Tal vez el del auto no sea el mejor ejemplo, teniendo en cuenta la confusión que aporta el "plan autos" lanzado por la presidencia. En realidad, un manotazo de ahogado para sólo 100.000 "beneficiarios" con dinero saqueado a las jubilaciones privadas, sin resignar impuesto alguno, a tasas elevadas y plazos cortos.
Debemos despertar a una realidad que el Estado procura ocultarnos: cada cosa que tocamos está cargada por una larga lista de complejos impuestos que encarece su precio en forma artificial.
Creando -con parlamentarios cipayos de la cleptocracia- leyes tributarias convenientes a sus intereses, el gobierno nos obliga mediante amenaza de violencia -a través de la fuerza pública- a pagar enormes sobreprecios. No solo por los autos sino por el pan, los zapatos, los lavarropas o los cuadernos. Por las computadoras, los pasajes, los cigarrillos o las revistas. Por la pintura, los juguetes, los alquileres o el atún en lata. Y por todo lo demás. Impidiéndonos conseguir todo aquello que necesitamos y que con seguridad podríamos comprar si sus precios bajasen… a la mitad.
Se dirá entonces: sin cobrar esto el Estado no podría subsistir. No nos importaría que los políticos, sindicalistas y vagos avivados se quedaran sin su curro y tuvieran que empezar a trabajar en serio como cualquiera de nosotros, pero ¿qué pasaría con todas las familias que sobreviven gracias a la asistencia social?
Volvamos entonces al ejemplo de la primera señora: quitando impuestos del medio, ella compraría el auto nuevo que desea. La concesionaria ganaría y también la empresa de camiones que lo transporta desde la fábrica. Ganaría la fábrica haciendo un vehículo más y también el importador que trajo las cinco gomas, su fletero y la compañía de seguros en tránsito. Derivaciones que podrían multiplicarse por mil y por los cientos de miles de autos nuevos que se venderían. O usados. Y por los millones de nuevos compradores de pan, zapatos, lavarropas o cuadernos, con sus cadenas de valor de producción, ventas y servicios conexos.
Fábrica de autos que vende más, gana más e invierte más para crecer en producción, aumentando sueldos y dotación de empleados, desde ingenieros y contadores hasta obreros y administrativos. Y genera más trabajos conexos para más personas. Muchas de ellas podrían tener una familia. ¿No serán las mismas que recibían del gobierno su “plan social” de subsistencia? El mismo “alguien” que impide a la señora mejorar su calidad de vida, impide a todos los que dependen de estos indignos subsidios mejorar igualmente sus niveles de vida, saliendo del desempleo y la carencia.
El freno a la violencia que representa la exacción impositiva redunda inevitablemente en prosperidad. Lo agresivo, lo que restringe libertades entorpeciendo mercados, además de incorrecto es un muy mal negocio social.

▸ Ejercicios propuestos:
• 1. Indique si cada afirmación concuerda con el texto mostrado (sí o no) y cite las palabras exactas que lo deciden: (a) el "plan autos" alcanza a 100.000 beneficiarios; (b) el "plan autos" ofrece tasas bajas y plazos largos; (c) sin impuestos, la fábrica ganaría al producir un vehículo más.
• 2. Según el texto mostrado, ¿de dónde proviene el dinero del "plan autos"?
• 3. Traduzca al inglés esta oración del texto mostrado: «El freno a la violencia que representa la exacción impositiva redunda inevitablemente en prosperidad.»
Responda basándose solo en el texto mostrado.

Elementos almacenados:
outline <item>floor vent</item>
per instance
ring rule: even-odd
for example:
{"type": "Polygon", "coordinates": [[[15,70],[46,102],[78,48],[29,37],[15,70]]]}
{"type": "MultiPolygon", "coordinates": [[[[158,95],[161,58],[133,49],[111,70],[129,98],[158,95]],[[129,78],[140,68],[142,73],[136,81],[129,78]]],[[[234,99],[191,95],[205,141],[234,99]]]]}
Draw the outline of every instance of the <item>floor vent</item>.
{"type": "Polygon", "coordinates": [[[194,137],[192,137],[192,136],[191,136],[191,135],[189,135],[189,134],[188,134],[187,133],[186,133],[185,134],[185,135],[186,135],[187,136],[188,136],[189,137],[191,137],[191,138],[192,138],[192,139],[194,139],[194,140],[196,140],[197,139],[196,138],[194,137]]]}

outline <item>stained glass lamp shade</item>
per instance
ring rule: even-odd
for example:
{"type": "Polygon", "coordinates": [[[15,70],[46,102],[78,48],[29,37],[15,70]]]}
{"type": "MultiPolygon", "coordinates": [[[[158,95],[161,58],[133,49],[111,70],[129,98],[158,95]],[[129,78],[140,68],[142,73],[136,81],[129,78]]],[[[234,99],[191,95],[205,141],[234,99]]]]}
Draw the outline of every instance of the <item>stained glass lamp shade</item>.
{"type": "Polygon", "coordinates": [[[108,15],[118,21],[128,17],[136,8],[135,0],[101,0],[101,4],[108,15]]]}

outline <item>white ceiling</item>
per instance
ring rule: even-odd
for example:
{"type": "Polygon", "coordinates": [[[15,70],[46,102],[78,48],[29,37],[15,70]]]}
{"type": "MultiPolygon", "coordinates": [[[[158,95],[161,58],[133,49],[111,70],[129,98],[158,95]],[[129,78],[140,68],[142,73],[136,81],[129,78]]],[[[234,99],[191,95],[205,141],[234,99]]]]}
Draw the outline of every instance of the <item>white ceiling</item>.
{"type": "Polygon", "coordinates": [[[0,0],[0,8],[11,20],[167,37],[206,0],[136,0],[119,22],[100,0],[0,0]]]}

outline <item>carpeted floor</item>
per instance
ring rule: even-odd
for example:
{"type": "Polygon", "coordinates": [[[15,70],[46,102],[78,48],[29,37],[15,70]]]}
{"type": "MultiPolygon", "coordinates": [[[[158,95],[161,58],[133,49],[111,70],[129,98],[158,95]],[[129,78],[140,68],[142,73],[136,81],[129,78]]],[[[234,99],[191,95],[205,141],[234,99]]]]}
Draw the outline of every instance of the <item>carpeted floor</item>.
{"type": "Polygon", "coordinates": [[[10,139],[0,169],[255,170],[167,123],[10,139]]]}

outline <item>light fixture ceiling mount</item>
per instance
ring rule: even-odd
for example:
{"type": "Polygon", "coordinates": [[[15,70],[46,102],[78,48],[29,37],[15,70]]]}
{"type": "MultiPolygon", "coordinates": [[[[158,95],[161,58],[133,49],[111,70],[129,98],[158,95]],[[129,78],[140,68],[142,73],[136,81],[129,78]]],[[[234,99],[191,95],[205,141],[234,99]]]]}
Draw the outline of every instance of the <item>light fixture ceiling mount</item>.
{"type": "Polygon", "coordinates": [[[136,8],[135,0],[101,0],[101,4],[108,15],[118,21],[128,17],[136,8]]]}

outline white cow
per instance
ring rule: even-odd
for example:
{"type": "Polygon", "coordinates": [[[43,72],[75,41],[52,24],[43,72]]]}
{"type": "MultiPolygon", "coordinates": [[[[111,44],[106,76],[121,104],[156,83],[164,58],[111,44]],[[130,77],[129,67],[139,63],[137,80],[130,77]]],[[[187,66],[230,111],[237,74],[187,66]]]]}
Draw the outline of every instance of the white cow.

▸ Respuestas:
• 1.
(a) Sí: «para sólo 100.000 "beneficiarios"».
(b) No: «a tasas elevadas y plazos cortos».
(c) Sí: «Ganaría la fábrica haciendo un vehículo más».

• 2. De las jubilaciones privadas, de las que fue saqueado.

• 3. Curbing the violence that tax extraction represents inevitably results in prosperity.